# [Problem requirements]
Will you give every entry again exactly as it stands?

Records
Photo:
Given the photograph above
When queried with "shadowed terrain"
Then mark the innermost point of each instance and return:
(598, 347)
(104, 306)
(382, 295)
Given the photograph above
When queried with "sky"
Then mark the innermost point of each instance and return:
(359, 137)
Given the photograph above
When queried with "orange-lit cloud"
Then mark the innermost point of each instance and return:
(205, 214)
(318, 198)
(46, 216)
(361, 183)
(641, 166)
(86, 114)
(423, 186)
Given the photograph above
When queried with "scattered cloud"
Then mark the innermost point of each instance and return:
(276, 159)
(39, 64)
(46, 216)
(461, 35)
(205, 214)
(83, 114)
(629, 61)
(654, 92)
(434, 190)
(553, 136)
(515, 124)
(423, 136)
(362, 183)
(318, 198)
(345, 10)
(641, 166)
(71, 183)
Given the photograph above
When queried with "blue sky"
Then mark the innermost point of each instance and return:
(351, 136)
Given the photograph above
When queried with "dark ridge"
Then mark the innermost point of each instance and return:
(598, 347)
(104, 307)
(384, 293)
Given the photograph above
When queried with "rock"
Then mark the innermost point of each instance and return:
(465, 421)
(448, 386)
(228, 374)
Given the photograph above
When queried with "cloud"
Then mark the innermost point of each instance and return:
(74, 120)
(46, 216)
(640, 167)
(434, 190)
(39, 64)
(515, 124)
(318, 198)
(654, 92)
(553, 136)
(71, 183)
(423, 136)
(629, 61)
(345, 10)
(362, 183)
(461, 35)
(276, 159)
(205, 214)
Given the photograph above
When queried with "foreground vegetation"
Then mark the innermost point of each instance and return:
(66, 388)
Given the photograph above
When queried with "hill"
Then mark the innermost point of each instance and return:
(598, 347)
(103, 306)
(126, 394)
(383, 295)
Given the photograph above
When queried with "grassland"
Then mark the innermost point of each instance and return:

# [Written solution]
Photo:
Given the photograph above
When queried with "shadowed terrain"
Then mark the innermost point of each instance and return:
(598, 347)
(104, 306)
(382, 295)
Given the photograph above
When queried with "sky"
Then mark the innermost point of each instance and return:
(359, 137)
Given the photograph above
When queried with "orange-lit cloud"
Then mark the innermost point of each instance and return:
(205, 214)
(318, 198)
(46, 216)
(361, 183)
(641, 166)
(86, 114)
(423, 186)
Given the photograph above
When queried with "scattered cloud"
Then mark the innermost point of each instance and return:
(276, 159)
(39, 64)
(46, 216)
(461, 35)
(205, 214)
(83, 114)
(629, 61)
(654, 92)
(434, 190)
(553, 136)
(515, 124)
(423, 136)
(362, 183)
(318, 198)
(345, 10)
(641, 166)
(71, 183)
Given the photograph above
When queried with "blue sky"
Then mark the innermost point of each instance and return:
(351, 136)
Given the photograph above
When queried with "dark ridge"
Then mark the innermost point of each instance and return:
(598, 347)
(104, 307)
(384, 293)
Given the photograph above
When queried with "rock"
Then mark the innermost point of each instance and return:
(465, 421)
(448, 386)
(228, 374)
Given the photograph above
When queried with "cloud"
Then mark the innermost point of each instance and return:
(74, 120)
(46, 216)
(640, 167)
(434, 190)
(39, 64)
(515, 124)
(318, 198)
(654, 92)
(553, 136)
(71, 183)
(423, 136)
(629, 61)
(345, 10)
(362, 183)
(461, 35)
(276, 159)
(205, 214)
Given the photograph above
When queried with "foreground vegetation"
Then mark the innermost point of each instance and return:
(66, 388)
Given the photograph above
When queried with "hill"
Then mark the innermost point of each instance and return:
(598, 347)
(103, 306)
(126, 394)
(383, 295)
Given the photograph above
When queried with "grassland"
Then mark the innermost point of each instance and return:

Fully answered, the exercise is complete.